» **Wybrany fragment**
3 września 2024

W dniach 24 i 25 sierpnia na krakowskiej Tauron Arenie miała miejsce kolejna edycja wydarzenia “ChwałaMU”, czyli gromadzącego tysiące ludzi koncertu religijnego. Jego celem – i marzeniem organizatorów – jest jak piszą “aby Polska napełniła się modlitwą uwielbienia, poprzez którą Bóg będzie dotykał nasze społeczeństwa”. Wydarzenia takie wpisały się w polski religijny krajobraz i to zapewne na stałe. Jednak fakt, że ich zwolennicy widzą w nich “przyszłość chrześcijaństwa” powoduje, że wciąż trzeba przywoływać wielokrotnie podnoszone zastrzeżenia.

Forma ma znaczenie

Niezawodny w takich sytuacjach jest Marcin Jakimowicz, dziennikarz “Gościa Niedzielnego”, który swoim komentarzem podsumował tegoroczne wydarzenie na Tauron Arenie w następujący sposób:

Wesprzyj nas już teraz!

» **Podane informacje**
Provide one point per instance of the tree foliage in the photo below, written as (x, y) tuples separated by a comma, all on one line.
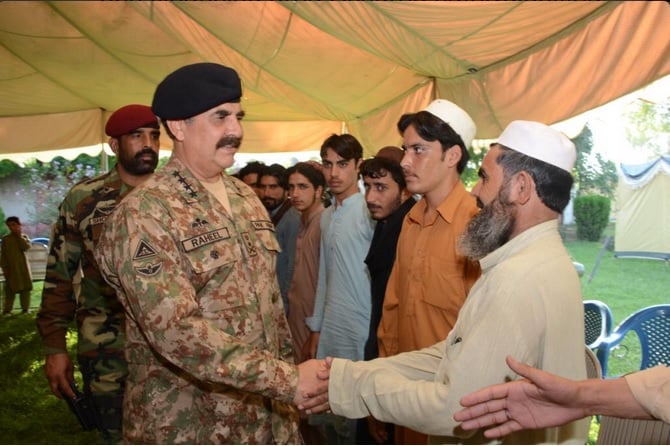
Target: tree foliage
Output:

...

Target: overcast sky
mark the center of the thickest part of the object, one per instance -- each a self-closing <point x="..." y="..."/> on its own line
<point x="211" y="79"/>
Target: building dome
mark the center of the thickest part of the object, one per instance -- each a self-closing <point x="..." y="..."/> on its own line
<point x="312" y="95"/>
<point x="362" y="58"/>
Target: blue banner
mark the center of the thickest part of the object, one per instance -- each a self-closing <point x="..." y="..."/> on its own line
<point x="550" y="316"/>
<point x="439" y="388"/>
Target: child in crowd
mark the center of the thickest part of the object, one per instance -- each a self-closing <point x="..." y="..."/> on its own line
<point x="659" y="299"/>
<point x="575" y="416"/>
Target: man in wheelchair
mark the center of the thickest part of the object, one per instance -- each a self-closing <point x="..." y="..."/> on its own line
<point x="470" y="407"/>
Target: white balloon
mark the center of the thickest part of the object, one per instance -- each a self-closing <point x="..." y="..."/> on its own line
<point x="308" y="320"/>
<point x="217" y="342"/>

» **Zestaw zadań**
1. Powtórz dosłownie fragment tekstu o koncercie „ChwałaMU” zawarty między słowami „W dniach 24” a „nas już teraz!”, łącznie z nimi.
2. Podejmij tekst o koncercie „ChwałaMU” od miejsca, w którym się kończy, i pisz go dalej.

» **Odpowiedzi do zadań**
1.
W dniach 24 i 25 sierpnia na krakowskiej Tauron Arenie miała miejsce kolejna edycja wydarzenia “ChwałaMU”, czyli gromadzącego tysiące ludzi koncertu religijnego. Jego celem – i marzeniem organizatorów – jest jak piszą “aby Polska napełniła się modlitwą uwielbienia, poprzez którą Bóg będzie dotykał nasze społeczeństwa”. Wydarzenia takie wpisały się w polski religijny krajobraz i to zapewne na stałe. Jednak fakt, że ich zwolennicy widzą w nich “przyszłość chrześcijaństwa” powoduje, że wciąż trzeba przywoływać wielokrotnie podnoszone zastrzeżenia.

Forma ma znaczenie

Niezawodny w takich sytuacjach jest Marcin Jakimowicz, dziennikarz “Gościa Niedzielnego”, który swoim komentarzem podsumował tegoroczne wydarzenie na Tauron Arenie w następujący sposób:

Wesprzyj nas już teraz!

2.
„Pamiętam jaki wysyp negatywnych komentarzy towarzyszył przed laty słowom biskupa Edwarda Dajczaka, który powiedział mi, że być może w przyszłości zaniknie forma niedzielnych nieszporów, a ich miejsce zajmą coraz popularniejsze wieczory uwielbienia. Zmienia się jedynie forma, bo i w jednym i w drugim przypadku chodzi o oddanie czci Najwyższemu” – napisał Jakimowicz w mediach społecznościowych.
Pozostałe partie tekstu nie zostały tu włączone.